[Records from a data source]
○ ○ ○ ○

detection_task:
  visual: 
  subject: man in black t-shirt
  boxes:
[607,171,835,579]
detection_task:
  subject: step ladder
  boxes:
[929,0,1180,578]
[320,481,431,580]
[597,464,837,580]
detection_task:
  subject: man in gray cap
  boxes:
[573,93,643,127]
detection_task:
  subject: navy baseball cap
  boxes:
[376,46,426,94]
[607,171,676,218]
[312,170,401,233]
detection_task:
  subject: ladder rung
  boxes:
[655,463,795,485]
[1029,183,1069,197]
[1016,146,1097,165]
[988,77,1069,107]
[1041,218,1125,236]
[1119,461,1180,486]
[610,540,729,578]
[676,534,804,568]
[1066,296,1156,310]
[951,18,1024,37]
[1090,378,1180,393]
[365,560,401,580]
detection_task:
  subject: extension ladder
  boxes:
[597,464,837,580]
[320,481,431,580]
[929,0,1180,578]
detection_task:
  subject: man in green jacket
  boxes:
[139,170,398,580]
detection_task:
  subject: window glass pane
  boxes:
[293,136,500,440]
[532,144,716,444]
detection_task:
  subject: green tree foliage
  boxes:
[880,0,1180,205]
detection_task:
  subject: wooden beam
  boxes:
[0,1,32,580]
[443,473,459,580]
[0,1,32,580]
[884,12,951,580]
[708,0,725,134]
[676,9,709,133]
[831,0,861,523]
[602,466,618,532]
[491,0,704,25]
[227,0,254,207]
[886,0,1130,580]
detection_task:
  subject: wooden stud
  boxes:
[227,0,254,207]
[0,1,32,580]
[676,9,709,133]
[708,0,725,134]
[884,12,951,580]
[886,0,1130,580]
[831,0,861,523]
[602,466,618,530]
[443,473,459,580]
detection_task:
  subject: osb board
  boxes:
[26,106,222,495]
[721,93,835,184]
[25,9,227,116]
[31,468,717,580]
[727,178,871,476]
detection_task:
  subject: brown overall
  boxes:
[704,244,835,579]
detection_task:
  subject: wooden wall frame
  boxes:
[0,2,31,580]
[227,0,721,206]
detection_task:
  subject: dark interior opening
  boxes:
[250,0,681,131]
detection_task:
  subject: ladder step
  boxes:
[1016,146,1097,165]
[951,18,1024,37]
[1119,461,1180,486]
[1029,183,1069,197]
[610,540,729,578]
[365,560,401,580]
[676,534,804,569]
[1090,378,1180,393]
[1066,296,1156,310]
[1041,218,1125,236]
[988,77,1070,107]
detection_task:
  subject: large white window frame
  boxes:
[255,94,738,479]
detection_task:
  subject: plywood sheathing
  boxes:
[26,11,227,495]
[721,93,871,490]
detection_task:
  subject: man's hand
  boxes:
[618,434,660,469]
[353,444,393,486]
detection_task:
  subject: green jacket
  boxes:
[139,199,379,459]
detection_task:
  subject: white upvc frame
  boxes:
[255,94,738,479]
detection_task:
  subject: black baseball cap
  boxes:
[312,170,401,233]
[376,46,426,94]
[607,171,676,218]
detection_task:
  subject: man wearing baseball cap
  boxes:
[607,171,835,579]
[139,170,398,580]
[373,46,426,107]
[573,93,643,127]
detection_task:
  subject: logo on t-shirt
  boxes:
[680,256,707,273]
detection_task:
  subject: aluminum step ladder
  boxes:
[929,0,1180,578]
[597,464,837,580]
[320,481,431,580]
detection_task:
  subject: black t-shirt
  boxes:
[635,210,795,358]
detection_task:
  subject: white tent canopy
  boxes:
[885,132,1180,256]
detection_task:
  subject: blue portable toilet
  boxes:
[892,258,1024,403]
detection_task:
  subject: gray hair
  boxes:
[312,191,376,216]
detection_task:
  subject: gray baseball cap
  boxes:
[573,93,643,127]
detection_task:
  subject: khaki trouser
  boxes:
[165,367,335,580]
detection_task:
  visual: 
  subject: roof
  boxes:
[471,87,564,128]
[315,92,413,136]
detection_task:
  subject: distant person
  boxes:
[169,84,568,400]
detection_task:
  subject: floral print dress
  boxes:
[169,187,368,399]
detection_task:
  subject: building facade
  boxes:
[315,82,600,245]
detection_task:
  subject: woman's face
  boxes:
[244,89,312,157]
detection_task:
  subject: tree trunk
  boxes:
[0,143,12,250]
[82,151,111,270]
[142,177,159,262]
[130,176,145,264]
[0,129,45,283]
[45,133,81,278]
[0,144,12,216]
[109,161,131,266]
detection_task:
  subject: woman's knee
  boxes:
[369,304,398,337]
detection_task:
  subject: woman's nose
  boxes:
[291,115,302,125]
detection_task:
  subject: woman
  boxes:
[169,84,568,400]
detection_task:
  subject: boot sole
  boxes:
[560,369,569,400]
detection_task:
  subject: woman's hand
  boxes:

○ ○ ○ ○

_GIVEN INSTRUCTION_: Transcribe the data above in full, exactly.

_TASK RESPONSE_:
detection_task:
  visual: 
  subject: man in black t-shirt
  boxes:
[607,171,835,579]
detection_task:
  subject: step ladder
  boxes:
[929,0,1180,578]
[320,481,431,580]
[597,464,837,580]
detection_task:
  subject: man in gray cap
  boxes:
[573,93,643,127]
detection_task:
  subject: navy baseball cap
  boxes:
[376,46,426,94]
[607,171,676,218]
[312,170,401,233]
detection_task:
  subject: ladder rung
  boxes:
[655,463,795,485]
[1029,183,1069,197]
[1016,146,1097,165]
[988,77,1069,107]
[1041,218,1125,236]
[1119,461,1180,486]
[610,540,729,578]
[676,534,804,568]
[1066,296,1156,310]
[951,18,1024,37]
[1090,378,1180,393]
[365,560,401,580]
detection_task:
  subject: extension ladder
  boxes:
[597,464,837,580]
[320,481,431,580]
[929,0,1180,578]
detection_task:
  subject: man in green jacket
  boxes:
[139,170,398,580]
detection_task:
  subject: window glass pane
  boxes:
[293,136,500,440]
[532,144,716,444]
detection_task:
  subject: green tree foliage
  boxes:
[880,0,1180,205]
detection_task:
  subject: wooden beam
  boxes:
[0,1,32,580]
[443,473,459,580]
[0,1,32,580]
[884,12,951,580]
[708,0,725,134]
[676,9,709,133]
[831,0,861,523]
[602,466,618,532]
[491,0,704,25]
[227,0,254,207]
[886,0,1130,580]
detection_task:
  subject: wooden stud
  boxes:
[227,0,254,207]
[0,1,32,580]
[676,9,709,133]
[708,0,725,134]
[884,12,951,580]
[886,0,1130,580]
[831,0,861,523]
[602,466,618,530]
[443,473,459,580]
detection_task:
  subject: osb board
  boxes:
[26,106,222,495]
[721,93,835,184]
[25,9,227,116]
[31,468,717,580]
[727,178,871,476]
detection_task:
  subject: brown overall
  boxes:
[704,244,835,579]
detection_task:
  subject: wooden wall frame
  boxes:
[0,2,31,580]
[227,0,721,206]
detection_task:
  subject: dark interior opening
  boxes:
[250,0,681,131]
detection_task:
  subject: ladder step
  boxes:
[1016,146,1097,165]
[951,18,1024,37]
[1119,461,1180,486]
[1029,183,1069,197]
[610,540,729,578]
[365,560,401,580]
[676,534,804,569]
[1090,378,1180,393]
[1066,296,1156,310]
[1041,218,1125,236]
[988,77,1070,107]
detection_task:
  subject: large white window frame
  boxes:
[255,94,738,479]
detection_task:
  subject: plywood sheathing
  boxes:
[26,11,227,495]
[721,93,871,490]
detection_task:
  subject: man's hand
  boxes:
[618,434,660,469]
[353,444,393,486]
detection_task:
  subject: green jacket
  boxes:
[139,199,379,459]
detection_task:
  subject: white upvc frame
  boxes:
[255,94,738,479]
detection_task:
  subject: black baseball cap
  boxes:
[312,170,401,233]
[376,46,426,94]
[607,171,676,218]
detection_task:
  subject: man wearing baseball cap
  boxes:
[607,171,835,579]
[139,170,398,580]
[373,46,426,107]
[573,93,643,127]
detection_task:
  subject: logo on t-shirt
  boxes:
[680,256,707,273]
detection_task:
  subject: aluminum step ladder
  boxes:
[929,0,1180,578]
[597,464,837,580]
[320,481,431,580]
detection_task:
  subject: black t-shirt
  boxes:
[635,210,795,358]
detection_task:
  subject: white tent canopy
  boxes:
[885,132,1180,256]
detection_task:
  subject: blue portable toilet
  boxes:
[892,258,1024,403]
detection_task:
  subject: gray hair
  boxes:
[312,191,376,216]
detection_task:
  subject: gray baseball cap
  boxes:
[573,93,643,127]
detection_task:
  subject: khaki trouser
  boxes:
[165,367,335,580]
detection_task:
  visual: 
  subject: roof
  boxes:
[471,87,564,128]
[315,92,413,136]
detection_task:
  subject: distant person
  boxes:
[169,84,568,400]
detection_task:
  subject: floral print dress
  boxes:
[169,187,368,399]
detection_task:
  subject: building facade
  boxes:
[315,82,600,245]
detection_task:
  subject: woman's face
  boxes:
[244,89,312,157]
detection_task:
  subject: tree trunk
  boxes:
[0,143,12,250]
[82,151,111,270]
[142,177,159,262]
[130,176,145,264]
[0,129,45,283]
[45,133,81,278]
[0,144,12,216]
[109,161,131,266]
detection_task:
  subject: woman's knee
  boxes:
[369,304,398,337]
detection_task:
  subject: woman's nose
  boxes:
[291,115,302,125]
detection_task:
  subject: woman
  boxes:
[169,84,568,400]
detection_task:
  subject: boot sole
  boxes:
[560,369,569,400]
detection_task:
  subject: woman's hand
  boxes:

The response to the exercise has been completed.